Text passage |
====
# Goggles for Glasses



## sb60 (Oct 5, 2010)

The Smith Knowledge goggles are pretty inexpensive but nice for OTG. (around $39) They are nice and wide. The Prophecy is their spherical lens OTG goggles. I use those (without glasses) cause they're a nice goggle. Lots of peripheral vision. They sell them everywhere.


----------



## Jenzo (Oct 14, 2008)

How do you guys avoid your glasses fogging up? My b/f doesn't want to ride unless he has his contacts because his glasses fog so bad under the goggles.


----------



## john doe (Nov 6, 2009)

My glasses fogging under my Knowledge OTG were my reason for finally getting contacts. Since then though I have heard that using Cat Crap on your glasses helps a lot. There are also the Smith goggles with the small electric fan that I have heard nothing but good about.


----------



## boarderaholic (Aug 13, 2007)

I don't have an issue with my glasses fogging with my goggles on. My only real advice for this situation is to bring all head gear with you and go try goggles on. If you wear a helmet, bring that, because certain goggles pull push helmets so that it doesn't sit properly on your head or some will squash your glasses and create gaps where they shouldn't be.


----------



## Jenzo (Oct 14, 2008)

john doe said:


> My glasses fogging under my Knowledge OTG were my reason for finally getting contacts. Since then though I have heard that using Cat Crap on your glasses helps a lot. There are also the Smith goggles with the small electric fan that I have heard nothing but good about.


I have a pair of those, the Phenom Turbo fans. They do work but the buzzing is annoying. They are not OTG the model though and are hella expensive to try as an experiment.
====
Information supplied |
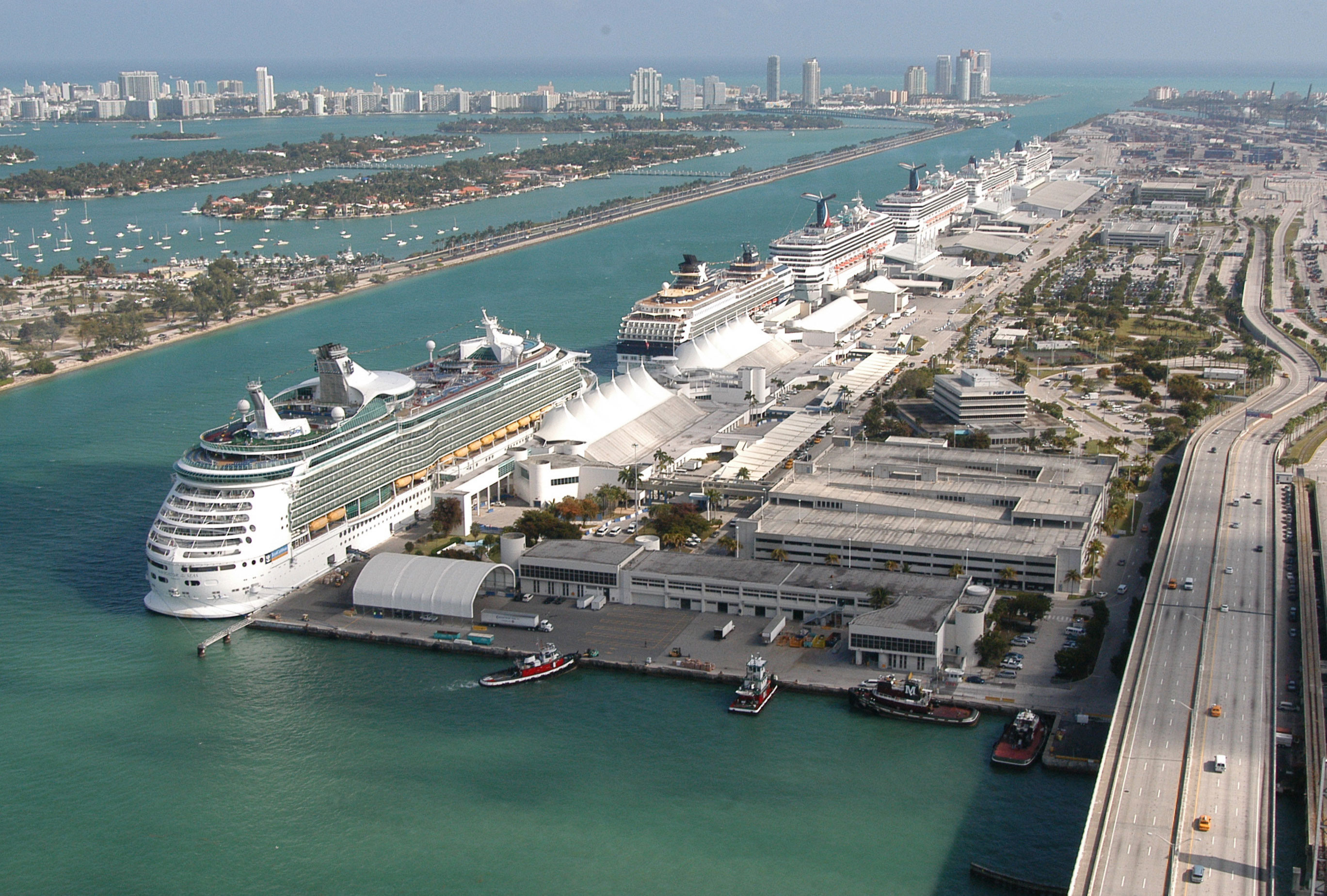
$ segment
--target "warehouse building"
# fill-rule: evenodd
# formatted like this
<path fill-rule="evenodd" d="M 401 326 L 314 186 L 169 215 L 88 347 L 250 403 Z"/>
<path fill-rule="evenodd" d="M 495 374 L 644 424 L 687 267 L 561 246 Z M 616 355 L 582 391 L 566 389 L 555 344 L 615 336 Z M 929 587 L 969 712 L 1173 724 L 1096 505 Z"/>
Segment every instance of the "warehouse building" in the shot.
<path fill-rule="evenodd" d="M 475 597 L 511 596 L 515 589 L 516 573 L 502 563 L 377 554 L 354 580 L 352 603 L 387 619 L 472 620 Z"/>
<path fill-rule="evenodd" d="M 1117 458 L 835 446 L 733 522 L 738 556 L 1076 592 Z"/>

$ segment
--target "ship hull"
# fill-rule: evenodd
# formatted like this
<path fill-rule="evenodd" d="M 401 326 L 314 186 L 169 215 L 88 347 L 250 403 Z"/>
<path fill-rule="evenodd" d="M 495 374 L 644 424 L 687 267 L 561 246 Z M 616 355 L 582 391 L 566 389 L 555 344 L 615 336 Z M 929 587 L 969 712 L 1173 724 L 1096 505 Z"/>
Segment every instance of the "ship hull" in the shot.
====
Set task |
Using the forum thread on goggles for glasses, decide whether each statement below agrees with it. For each, answer yes or no and quote the words of the thread that decide it.
1. The Smith Knowledge goggles cost around $39.
2. One poster advises bringing a helmet along when trying on goggles.
3. The poster who uses the Prophecy goggles wears glasses under them.

Answer to this task |
1. Yes: "The Smith Knowledge goggles are pretty inexpensive but nice for OTG. (around $39)"
2. Yes: "If you wear a helmet, bring that"
3. No: "I use those (without glasses)"